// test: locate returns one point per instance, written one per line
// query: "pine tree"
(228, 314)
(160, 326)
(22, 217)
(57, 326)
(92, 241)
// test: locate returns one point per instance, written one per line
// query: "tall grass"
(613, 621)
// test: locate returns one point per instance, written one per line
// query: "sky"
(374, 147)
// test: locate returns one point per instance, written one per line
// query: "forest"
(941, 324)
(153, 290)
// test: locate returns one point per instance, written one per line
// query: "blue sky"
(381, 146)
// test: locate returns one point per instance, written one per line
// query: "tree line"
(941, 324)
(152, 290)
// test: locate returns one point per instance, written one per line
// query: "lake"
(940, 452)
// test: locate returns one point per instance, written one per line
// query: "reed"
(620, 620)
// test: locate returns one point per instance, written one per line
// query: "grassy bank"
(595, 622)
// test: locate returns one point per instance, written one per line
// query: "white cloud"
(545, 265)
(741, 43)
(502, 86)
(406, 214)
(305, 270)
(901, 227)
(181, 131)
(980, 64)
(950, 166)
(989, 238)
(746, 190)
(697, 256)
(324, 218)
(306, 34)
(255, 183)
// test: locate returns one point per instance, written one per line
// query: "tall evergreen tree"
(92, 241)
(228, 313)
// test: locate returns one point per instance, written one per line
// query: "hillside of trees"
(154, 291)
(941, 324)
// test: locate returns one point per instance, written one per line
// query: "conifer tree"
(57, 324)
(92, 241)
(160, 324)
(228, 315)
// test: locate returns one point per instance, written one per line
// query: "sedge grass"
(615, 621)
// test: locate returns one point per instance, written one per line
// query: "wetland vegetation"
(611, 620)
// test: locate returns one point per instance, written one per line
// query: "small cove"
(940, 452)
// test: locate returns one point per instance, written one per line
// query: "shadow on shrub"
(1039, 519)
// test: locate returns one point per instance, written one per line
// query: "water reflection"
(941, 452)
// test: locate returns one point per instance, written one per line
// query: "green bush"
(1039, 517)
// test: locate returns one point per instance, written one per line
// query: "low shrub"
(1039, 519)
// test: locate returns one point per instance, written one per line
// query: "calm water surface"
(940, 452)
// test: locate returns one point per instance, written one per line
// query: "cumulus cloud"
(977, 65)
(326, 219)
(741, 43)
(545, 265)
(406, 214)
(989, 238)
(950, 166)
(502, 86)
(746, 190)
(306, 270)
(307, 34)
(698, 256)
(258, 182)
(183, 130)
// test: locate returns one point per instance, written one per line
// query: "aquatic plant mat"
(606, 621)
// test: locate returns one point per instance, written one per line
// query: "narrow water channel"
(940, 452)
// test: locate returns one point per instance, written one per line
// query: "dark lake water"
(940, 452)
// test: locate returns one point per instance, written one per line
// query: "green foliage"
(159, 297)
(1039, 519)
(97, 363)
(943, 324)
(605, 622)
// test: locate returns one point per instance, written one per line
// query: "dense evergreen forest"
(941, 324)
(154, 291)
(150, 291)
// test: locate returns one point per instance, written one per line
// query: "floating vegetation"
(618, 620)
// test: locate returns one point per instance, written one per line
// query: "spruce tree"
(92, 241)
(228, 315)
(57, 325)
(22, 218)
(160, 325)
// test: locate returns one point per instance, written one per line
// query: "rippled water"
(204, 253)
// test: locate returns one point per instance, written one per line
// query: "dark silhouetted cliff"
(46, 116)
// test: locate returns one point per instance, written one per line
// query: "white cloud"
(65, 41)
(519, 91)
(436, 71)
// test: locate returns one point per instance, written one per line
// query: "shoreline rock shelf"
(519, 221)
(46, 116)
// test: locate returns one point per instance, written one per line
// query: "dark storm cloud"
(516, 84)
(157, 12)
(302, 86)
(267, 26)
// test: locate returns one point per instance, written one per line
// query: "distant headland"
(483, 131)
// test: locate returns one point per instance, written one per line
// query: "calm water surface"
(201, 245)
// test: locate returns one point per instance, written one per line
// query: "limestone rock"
-*-
## WORK INSTRUCTIONS
Could you repeat all of the material above exactly?

## FINISHED TASK
// test: locate returns one point per instance, written one per line
// query: "pine tree"
(228, 314)
(160, 326)
(22, 217)
(57, 326)
(92, 241)
// test: locate returns one point per instance, written one per line
// query: "tall grass"
(613, 621)
// test: locate returns one point per instance, written one per line
// query: "sky"
(374, 147)
// test: locate returns one point per instance, written one per line
// query: "forest"
(941, 324)
(153, 290)
// test: locate returns one point per instance, written one per line
// query: "blue sky"
(381, 146)
// test: locate returns one point per instance, written one per line
// query: "tree line"
(941, 324)
(152, 290)
// test: locate returns one point per instance, written one per line
// query: "lake"
(940, 452)
// test: locate returns one point per instance, written one per line
// query: "reed"
(620, 620)
// test: locate returns one point per instance, written one per line
// query: "grassy bank"
(595, 622)
// test: locate returns one point per instance, written one per line
// query: "white cloud"
(545, 265)
(741, 43)
(502, 86)
(406, 214)
(305, 270)
(901, 227)
(181, 131)
(980, 64)
(950, 166)
(989, 238)
(746, 190)
(697, 256)
(324, 218)
(306, 34)
(255, 183)
// test: locate returns one point per instance, written one per line
// query: "tall evergreen tree"
(92, 241)
(228, 313)
// test: locate returns one point per instance, written one per line
// query: "hillside of trees"
(154, 291)
(941, 324)
// test: locate returns one point per instance, written one per line
// query: "conifer tree"
(57, 324)
(92, 241)
(160, 324)
(228, 315)
// test: locate returns one point per instance, written one per line
// query: "sedge grass"
(615, 621)
// test: locate returns one point per instance, written one per line
// query: "wetland vegetation"
(611, 620)
// test: locate returns one point per instance, written one per line
// query: "small cove"
(940, 452)
// test: locate returns one point per instance, written one per line
// query: "shadow on shrub"
(1039, 519)
// test: locate returns one point per instance, written one per line
// query: "water reflection"
(941, 452)
// test: locate returns one point per instance, written one per line
// query: "green bush"
(1039, 517)
// test: locate returns one point per instance, written one per line
// query: "low shrub"
(1039, 519)
// test: locate returns one point per instance, written one per line
// query: "calm water surface"
(940, 452)
// test: locate returns one point per instance, written one per line
// query: "cumulus cloud"
(977, 65)
(326, 219)
(741, 43)
(545, 265)
(406, 214)
(989, 238)
(950, 166)
(502, 86)
(746, 190)
(306, 270)
(307, 34)
(698, 256)
(258, 182)
(183, 130)
// test: locate returns one point per instance, written one per line
// query: "aquatic plant mat"
(606, 621)
// test: locate returns one point per instance, written one per line
// query: "narrow water channel"
(940, 452)
// test: locate returns one point per instance, written one per line
// query: "dark lake water"
(940, 452)
// test: locate returns one point per instance, written one per line
// query: "green foliage"
(159, 297)
(1039, 519)
(97, 363)
(943, 324)
(605, 622)
// test: locate returns one point per instance, written one per line
// query: "dense evergreen forest"
(941, 324)
(154, 291)
(150, 291)
// test: locate returns one point per instance, written one per line
// query: "floating vegetation"
(618, 620)
// test: locate returns one point per instance, written one per line
// query: "spruce tree"
(92, 241)
(228, 315)
(57, 325)
(22, 218)
(160, 325)
// test: locate returns one point per instance, written one per line
// query: "rippled water"
(204, 253)
// test: locate returns one point per instance, written one per line
// query: "dark silhouetted cliff"
(46, 116)
// test: locate returns one point per instance, written one per line
// query: "white cloud"
(65, 41)
(519, 91)
(436, 71)
// test: locate returns one point per instance, written one per line
// query: "shoreline rock shelf"
(519, 221)
(46, 116)
// test: locate returns one point per instance, written one per line
// query: "dark storm cloud"
(516, 84)
(157, 12)
(302, 86)
(267, 26)
// test: locate returns one point per instance, written one per line
// query: "distant headland"
(483, 131)
// test: locate returns one point per instance, written one per line
// query: "calm water surface"
(201, 245)
// test: locate returns one point per instance, written one per line
// query: "limestone rock"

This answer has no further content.